Copy out every one of these records, swapping "thickest part" for "widest part" wherever it occurs and changing nothing else.

Coordinate annotation records
____________

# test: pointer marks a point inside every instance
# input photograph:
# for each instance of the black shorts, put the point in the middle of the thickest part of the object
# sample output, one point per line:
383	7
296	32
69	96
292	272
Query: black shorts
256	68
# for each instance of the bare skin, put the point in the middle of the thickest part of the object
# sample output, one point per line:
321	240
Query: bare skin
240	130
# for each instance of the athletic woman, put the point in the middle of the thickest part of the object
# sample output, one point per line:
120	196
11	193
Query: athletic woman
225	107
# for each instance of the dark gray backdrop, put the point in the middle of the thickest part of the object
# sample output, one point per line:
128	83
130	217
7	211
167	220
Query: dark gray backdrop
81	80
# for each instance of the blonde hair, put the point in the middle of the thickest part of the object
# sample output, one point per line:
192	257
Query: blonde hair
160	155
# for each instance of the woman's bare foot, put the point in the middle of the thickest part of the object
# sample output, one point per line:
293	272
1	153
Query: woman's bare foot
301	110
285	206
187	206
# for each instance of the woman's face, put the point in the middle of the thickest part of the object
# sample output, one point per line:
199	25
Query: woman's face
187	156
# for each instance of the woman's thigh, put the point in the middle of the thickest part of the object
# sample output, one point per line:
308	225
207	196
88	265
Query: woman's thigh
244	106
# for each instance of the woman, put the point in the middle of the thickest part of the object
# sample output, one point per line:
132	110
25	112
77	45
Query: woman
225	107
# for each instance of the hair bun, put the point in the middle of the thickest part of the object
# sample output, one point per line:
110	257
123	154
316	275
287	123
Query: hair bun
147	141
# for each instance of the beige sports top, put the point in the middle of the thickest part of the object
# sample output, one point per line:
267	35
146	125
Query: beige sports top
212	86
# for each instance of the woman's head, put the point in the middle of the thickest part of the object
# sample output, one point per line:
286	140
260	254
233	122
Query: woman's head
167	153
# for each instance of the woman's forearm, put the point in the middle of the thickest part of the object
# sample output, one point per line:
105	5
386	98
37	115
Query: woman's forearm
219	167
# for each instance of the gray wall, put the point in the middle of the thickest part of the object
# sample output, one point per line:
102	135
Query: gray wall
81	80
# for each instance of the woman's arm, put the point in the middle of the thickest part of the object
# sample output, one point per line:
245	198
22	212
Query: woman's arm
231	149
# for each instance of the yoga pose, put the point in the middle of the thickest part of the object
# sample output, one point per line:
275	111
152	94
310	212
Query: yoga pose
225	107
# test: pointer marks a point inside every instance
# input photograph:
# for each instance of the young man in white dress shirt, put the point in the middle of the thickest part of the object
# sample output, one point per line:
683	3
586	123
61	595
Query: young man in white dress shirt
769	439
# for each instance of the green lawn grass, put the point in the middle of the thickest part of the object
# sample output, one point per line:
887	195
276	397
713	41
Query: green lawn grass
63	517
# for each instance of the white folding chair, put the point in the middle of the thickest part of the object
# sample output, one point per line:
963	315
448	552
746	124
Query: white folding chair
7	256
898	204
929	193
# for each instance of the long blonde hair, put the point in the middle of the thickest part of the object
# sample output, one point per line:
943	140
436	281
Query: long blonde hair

____________

THE OUTPUT
# test: pointer marks a point inside every instance
# input photograph:
# for each instance of the black shorts, put the point in the middle of the widest part of the object
# sample output, one point per line:
383	7
296	32
69	96
292	272
Query: black shorts
256	68
# for each instance of the bare skin, put the point in the middle of the widest part of the object
# sample output, one point per line:
321	240
Query: bare skin
240	130
# for each instance of the athletic woman, put the point in the middle of the widest part of the object
# sample output, one point per line:
120	196
11	193
Query: athletic woman
225	107
# for each instance of the dark gray backdrop, put the point in the middle of the widest part of the object
# sample output, one point per line:
128	83
130	217
7	211
167	220
Query: dark gray backdrop
81	80
# for each instance of the blonde hair, put the point in the middle of the widest part of the object
# sample output, one point per line:
192	257
Query: blonde hair
160	155
# for each instance of the woman's bare foot, put the point in the middle of the widest part of the object
# sample output, one point per line:
293	272
1	153
Query: woman's bare foot
301	110
285	206
187	206
# for each instance of the woman's face, put the point in the middle of the widest part of the object
# sample output, one point per line:
199	25
Query: woman's face
187	156
# for each instance of the woman's thigh, put the point in the middle of the widest part of the object
# sample output, one point per line:
308	225
207	196
88	265
Query: woman's thigh
244	106
# for each instance of the woman, put the point in the middle of the widest part of the object
# sample output, one point per line:
132	110
25	112
77	45
Query: woman
225	107
# for each instance of the hair bun, put the point in the middle of the widest part of the object
# sample output, one point per line:
110	257
123	154
316	275
287	123
Query: hair bun
147	141
# for each instance of the beige sports top, put the point in the middle of the widest part of the object
# sample output, one point per line:
267	35
146	125
Query: beige sports top
212	86
# for each instance of the woman's head, put the point in the middle of the widest part of the object
# sample output, one point per line:
286	140
260	254
233	122
Query: woman's head
167	153
# for each instance of the woman's forearm, put the point in the middle of the widest part of the object
# sample output, one point per line:
105	5
386	98
37	115
Query: woman's forearm
219	167
# for each instance of the gray wall, put the point in the middle of the widest part of the object
# sample output, one point per line:
102	135
Query: gray wall
81	80
# for each instance of the woman's arm, put the point in the middle of the widest part of the object
# sample output, one point per line:
245	198
22	212
Query: woman's arm
231	149
# for each instance of the yoga pose, put the point in the middle of the widest part of the object
# sample output, one point per line:
275	111
152	94
310	212
Query: yoga pose
225	107
# test: pointer marks a point inside every instance
# input photograph:
# for each instance of the young man in white dress shirt, put the point in the middle of the widest part of the object
# sample output, one point per line:
683	3
586	123
61	595
Query: young man in white dress shirt
769	439
# for each instance of the green lawn grass, put the point in the middle of the widest part of the object
# sample output, one point per line:
887	195
276	397
713	41
Query: green lawn grass
63	517
# for each instance of the white folding chair, put the point in the middle of the widest part of the object
# sample output, one point per line:
963	315
448	552
746	124
Query: white folding chair
7	256
898	204
929	193
# for each instance of the long blonde hair, put the point in the middle of the widest part of the object
# sample output, one point per line:
943	140
436	281
Query: long blonde hair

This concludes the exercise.